• [Extracted data]:
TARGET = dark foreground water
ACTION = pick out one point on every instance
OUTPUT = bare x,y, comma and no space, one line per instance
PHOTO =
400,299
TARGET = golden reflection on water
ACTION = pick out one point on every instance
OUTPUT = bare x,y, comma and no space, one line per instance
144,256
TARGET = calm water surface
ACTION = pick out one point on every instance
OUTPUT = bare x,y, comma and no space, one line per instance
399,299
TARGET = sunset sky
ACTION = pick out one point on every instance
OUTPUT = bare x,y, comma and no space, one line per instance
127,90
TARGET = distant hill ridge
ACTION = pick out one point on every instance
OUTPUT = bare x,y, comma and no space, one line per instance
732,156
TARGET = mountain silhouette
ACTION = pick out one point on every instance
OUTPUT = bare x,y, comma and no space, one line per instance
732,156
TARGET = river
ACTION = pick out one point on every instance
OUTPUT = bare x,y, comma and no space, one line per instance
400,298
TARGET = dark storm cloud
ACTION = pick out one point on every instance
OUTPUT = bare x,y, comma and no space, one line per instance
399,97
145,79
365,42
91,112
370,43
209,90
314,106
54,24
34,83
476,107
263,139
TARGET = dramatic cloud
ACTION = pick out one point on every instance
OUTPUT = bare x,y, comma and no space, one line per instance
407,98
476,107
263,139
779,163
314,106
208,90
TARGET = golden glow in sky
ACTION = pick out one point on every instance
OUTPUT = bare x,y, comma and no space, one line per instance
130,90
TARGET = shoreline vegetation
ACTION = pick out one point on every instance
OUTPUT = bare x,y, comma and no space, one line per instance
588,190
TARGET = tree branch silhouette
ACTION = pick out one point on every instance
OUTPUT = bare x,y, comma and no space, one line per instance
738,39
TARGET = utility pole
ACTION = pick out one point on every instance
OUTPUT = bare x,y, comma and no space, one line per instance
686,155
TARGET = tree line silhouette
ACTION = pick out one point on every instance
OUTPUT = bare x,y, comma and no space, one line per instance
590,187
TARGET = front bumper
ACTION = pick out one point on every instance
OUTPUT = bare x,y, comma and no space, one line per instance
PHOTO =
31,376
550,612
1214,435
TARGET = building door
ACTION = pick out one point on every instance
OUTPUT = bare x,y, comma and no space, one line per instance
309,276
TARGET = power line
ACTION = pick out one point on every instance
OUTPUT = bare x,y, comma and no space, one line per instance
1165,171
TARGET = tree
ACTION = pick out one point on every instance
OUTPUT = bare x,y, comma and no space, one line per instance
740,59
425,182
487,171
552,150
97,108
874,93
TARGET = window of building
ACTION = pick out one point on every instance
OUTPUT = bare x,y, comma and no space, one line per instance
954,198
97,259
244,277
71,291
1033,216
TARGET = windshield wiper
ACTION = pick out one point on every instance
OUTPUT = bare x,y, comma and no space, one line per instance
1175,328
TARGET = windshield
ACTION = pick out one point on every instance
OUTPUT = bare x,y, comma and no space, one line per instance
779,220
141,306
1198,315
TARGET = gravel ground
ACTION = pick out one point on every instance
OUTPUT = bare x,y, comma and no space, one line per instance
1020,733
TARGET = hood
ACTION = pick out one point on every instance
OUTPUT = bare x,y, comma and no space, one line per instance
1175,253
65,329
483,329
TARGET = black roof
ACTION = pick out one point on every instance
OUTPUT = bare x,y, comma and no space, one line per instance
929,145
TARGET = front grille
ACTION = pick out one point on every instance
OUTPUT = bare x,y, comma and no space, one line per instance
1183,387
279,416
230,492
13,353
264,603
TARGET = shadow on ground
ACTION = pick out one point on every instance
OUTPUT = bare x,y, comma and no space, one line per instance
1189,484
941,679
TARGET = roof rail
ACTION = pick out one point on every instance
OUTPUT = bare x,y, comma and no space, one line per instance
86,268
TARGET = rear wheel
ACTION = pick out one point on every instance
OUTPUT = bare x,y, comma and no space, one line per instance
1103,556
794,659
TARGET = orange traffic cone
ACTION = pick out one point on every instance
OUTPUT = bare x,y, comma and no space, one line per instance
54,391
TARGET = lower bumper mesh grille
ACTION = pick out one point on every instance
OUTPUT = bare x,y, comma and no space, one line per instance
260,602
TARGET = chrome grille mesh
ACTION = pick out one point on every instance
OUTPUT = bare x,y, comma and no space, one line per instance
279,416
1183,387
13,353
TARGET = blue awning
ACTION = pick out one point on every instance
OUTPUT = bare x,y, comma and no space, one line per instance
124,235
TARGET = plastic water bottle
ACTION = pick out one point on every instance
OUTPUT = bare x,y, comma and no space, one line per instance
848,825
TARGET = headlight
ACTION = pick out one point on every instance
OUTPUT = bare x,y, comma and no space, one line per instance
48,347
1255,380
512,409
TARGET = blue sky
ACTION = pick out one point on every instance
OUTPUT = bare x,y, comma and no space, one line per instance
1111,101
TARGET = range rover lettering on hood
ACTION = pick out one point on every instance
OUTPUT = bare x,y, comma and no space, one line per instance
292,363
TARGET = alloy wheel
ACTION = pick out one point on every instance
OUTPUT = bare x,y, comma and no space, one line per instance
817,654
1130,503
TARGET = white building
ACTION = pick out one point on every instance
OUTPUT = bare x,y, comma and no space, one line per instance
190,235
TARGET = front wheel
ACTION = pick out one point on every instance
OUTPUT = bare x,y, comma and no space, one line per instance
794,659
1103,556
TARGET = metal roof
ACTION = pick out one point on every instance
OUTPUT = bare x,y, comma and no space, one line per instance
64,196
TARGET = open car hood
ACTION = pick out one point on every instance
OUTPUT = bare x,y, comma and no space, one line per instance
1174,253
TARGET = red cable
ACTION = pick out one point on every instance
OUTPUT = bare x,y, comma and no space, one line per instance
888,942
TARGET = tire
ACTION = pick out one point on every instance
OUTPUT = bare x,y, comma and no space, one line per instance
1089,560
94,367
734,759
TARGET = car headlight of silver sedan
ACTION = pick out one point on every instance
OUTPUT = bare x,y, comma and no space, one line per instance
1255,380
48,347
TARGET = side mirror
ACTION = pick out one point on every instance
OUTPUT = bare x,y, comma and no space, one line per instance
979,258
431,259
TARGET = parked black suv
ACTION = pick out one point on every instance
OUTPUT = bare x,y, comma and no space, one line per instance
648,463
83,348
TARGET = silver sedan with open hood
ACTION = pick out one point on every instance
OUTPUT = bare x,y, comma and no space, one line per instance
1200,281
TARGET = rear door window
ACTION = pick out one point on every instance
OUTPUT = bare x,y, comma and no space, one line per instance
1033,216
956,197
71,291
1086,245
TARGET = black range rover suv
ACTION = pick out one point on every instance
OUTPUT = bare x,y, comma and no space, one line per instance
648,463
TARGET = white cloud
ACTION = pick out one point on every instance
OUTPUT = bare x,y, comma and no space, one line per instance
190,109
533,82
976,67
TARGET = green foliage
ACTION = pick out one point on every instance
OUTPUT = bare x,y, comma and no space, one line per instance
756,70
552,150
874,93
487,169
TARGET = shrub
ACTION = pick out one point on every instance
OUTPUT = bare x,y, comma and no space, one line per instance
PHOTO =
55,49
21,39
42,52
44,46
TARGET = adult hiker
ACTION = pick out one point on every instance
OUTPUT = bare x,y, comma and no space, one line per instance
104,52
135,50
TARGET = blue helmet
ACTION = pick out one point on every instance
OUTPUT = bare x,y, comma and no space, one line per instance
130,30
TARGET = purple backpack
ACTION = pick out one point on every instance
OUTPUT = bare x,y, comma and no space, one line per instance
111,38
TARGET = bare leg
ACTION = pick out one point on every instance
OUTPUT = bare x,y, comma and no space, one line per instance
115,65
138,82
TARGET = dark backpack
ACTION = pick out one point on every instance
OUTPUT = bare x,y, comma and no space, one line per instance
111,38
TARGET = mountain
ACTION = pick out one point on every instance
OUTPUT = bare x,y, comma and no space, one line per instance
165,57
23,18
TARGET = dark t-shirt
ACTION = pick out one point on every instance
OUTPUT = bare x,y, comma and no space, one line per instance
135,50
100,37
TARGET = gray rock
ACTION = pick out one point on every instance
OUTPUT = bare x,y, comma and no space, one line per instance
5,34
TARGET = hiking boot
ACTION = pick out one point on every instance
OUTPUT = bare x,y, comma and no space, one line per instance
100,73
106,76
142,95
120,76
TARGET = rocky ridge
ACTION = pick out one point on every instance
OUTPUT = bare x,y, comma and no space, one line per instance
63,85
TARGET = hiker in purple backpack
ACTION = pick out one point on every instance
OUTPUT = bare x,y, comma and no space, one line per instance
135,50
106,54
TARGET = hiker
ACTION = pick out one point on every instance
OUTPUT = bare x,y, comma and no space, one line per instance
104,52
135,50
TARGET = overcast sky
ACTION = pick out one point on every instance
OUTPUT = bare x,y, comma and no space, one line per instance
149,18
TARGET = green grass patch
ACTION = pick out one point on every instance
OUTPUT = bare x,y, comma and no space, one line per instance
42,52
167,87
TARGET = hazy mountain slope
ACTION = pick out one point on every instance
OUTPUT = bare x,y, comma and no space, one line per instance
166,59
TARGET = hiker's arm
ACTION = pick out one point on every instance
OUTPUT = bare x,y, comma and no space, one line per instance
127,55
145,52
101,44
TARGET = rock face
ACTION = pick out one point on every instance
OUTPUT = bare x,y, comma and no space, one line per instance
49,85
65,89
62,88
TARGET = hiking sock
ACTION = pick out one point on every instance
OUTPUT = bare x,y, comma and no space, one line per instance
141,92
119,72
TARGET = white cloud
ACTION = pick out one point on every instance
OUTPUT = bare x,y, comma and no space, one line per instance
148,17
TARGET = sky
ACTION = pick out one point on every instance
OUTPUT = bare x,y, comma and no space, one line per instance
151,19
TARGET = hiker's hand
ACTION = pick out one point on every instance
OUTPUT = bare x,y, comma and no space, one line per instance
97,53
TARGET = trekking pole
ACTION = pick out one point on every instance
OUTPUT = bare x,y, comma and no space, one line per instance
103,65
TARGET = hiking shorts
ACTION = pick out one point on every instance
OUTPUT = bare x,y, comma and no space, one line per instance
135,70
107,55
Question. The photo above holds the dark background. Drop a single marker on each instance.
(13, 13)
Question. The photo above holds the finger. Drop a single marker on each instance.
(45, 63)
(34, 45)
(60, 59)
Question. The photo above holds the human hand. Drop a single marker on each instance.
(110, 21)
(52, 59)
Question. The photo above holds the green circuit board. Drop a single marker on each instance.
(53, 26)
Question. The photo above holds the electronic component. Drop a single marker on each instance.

• [Exercise]: Look through the data above. Find each line with the string "ridge" and copy it.

• [Your response]:
TARGET = distant hill ridge
TARGET = rocky ridge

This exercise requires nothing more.